**List of tasks:**
**A.** Rewrite the stretch of the counting-problems passage from "We have just" through "consider $qzkrx$ a word.", swapping "letters" for "characters".
**B.** Carry the counting-problems passage forward from its final sentence.

**Source passage:**
+ + + + +

Solving Counting Problems with Groupings

Solving Counting Problems with Groupings

We have just looked at Techniques for Solving Counting Problems, however, we will want to look at one more type of counting problem that may pop up.

Let $A = \{ a, b, c, ..., x, y, z \}$ be the set of all $26$ letters in the alphabet. Suppose that we want to determine how many $5$ letter words can be constructed using the letters from $A$. By "words" we don't mean real words but instead any combination of letters from $A$. For example, we will consider $qzkrx$ a word.

The problem at hand is no different than the problems we have already seen. We set up $5$ placeholder $*$s, say $* \: * \: * \: * \: *$ and fill each with the number of options of elements from $A$ that can be placed there. There are no restrictions in this problem and each position can hold one of the $26$ letters of the alphabet. Hence we have $26 \: 26 \: 26 \: 26 \: 26 \:$, i.e., there are $26^5$ different words that we can create from the letters in $A$.

Now suppose instead that we want to determine how many $5$ letter words can be constructed using the letters from $A$ and such that if either $s$ or $t$ is in the word then they both appear once and appear together side by side, i.e., $st$ or $ts$.

+ + + + +

**Dataset extract:**
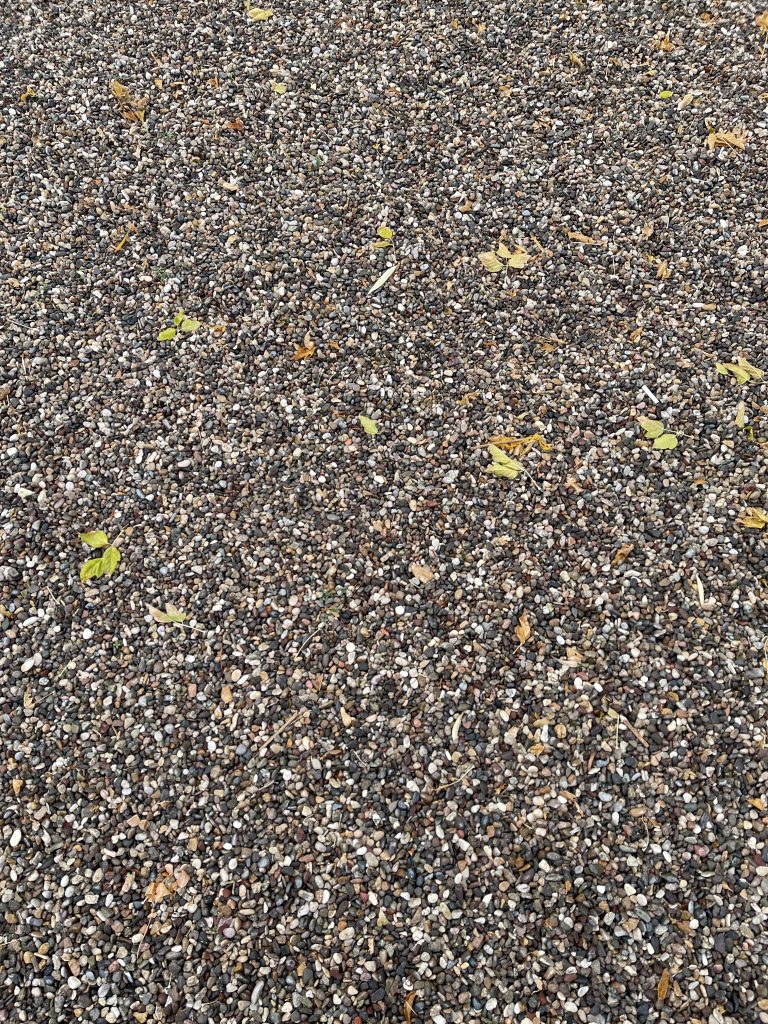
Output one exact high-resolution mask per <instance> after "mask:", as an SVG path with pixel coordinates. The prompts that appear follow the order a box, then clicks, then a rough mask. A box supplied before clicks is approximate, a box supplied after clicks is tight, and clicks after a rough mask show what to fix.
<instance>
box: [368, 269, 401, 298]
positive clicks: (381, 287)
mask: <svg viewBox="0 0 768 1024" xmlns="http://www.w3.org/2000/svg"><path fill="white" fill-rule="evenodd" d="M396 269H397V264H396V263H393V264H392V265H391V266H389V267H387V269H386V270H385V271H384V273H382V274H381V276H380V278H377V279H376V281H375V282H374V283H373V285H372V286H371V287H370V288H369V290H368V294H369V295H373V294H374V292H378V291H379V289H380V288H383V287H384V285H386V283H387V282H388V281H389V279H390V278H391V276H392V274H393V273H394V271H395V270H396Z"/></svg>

+ + + + +

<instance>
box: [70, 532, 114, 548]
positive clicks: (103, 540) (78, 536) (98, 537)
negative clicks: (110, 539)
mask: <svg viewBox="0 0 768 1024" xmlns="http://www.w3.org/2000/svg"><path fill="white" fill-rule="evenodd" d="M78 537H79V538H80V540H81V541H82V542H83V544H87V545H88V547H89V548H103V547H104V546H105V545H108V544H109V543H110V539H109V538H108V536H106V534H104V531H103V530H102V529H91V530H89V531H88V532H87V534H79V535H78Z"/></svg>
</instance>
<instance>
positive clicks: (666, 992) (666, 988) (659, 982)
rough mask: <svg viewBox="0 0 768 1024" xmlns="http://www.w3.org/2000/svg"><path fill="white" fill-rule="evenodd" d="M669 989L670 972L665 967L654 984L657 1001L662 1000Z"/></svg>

+ + + + +

**Response list:**
**A.**
We have just looked at Techniques for Solving Counting Problems, however, we will want to look at one more type of counting problem that may pop up.

Let $A = \{ a, b, c, ..., x, y, z \}$ be the set of all $26$ characters in the alphabet. Suppose that we want to determine how many $5$ letter words can be constructed using the characters from $A$. By "words" we don't mean real words but instead any combination of characters from $A$. For example, we will consider $qzkrx$ a word.

**B.**
Case 1.

First let's consider the case where neither $s$ or $t$ appear in the word. Then we have $24$ letters to choose from in each of the $5$ positions so there are $24^5$ words in this manner.

Case 2.

Now let's consider the case where $s$ and $t$ appear exactly once. Then we must group $s$ and $t$ together in these words. To ensure $s$ and $t$ are always together, we will treat them as a single entity. We set up four placeholder $*$s to get:

(1)
\begin{align} * \: * \: * \: * \end{align}

We must have one of these $*$s be either $st$ or $ts$. Note that this still ensures we obtain a $5$ letter word. For any arbitrary position we have $25$ choices to choose from. Either we choose one of the $24$ remaining letters OR we choose a grouping of $s$ and $t$. For the remaining $3$ positions we must choose one of the $24$ remaining letters for this case. Therefore we get:

(2)
\begin{align} 25 \: 24 \: 24 \: 24 \end{align}

So there are $25 \cdot 24^3$ words that can be formed from this second case… or are there?. We have missed a very important detail. We must also account for the fact that a grouping of $s$ and $t$ can switch around as a grouping of $t$ and then $s$. There are $2!$ ways this swap can be done. Therefore there are actually $2! \cdot 25 \cdot 24^3$ words that can be formed for this case.

We have covered all cases and the total number of $5$ letter words that satisfy our conditions are:

(3)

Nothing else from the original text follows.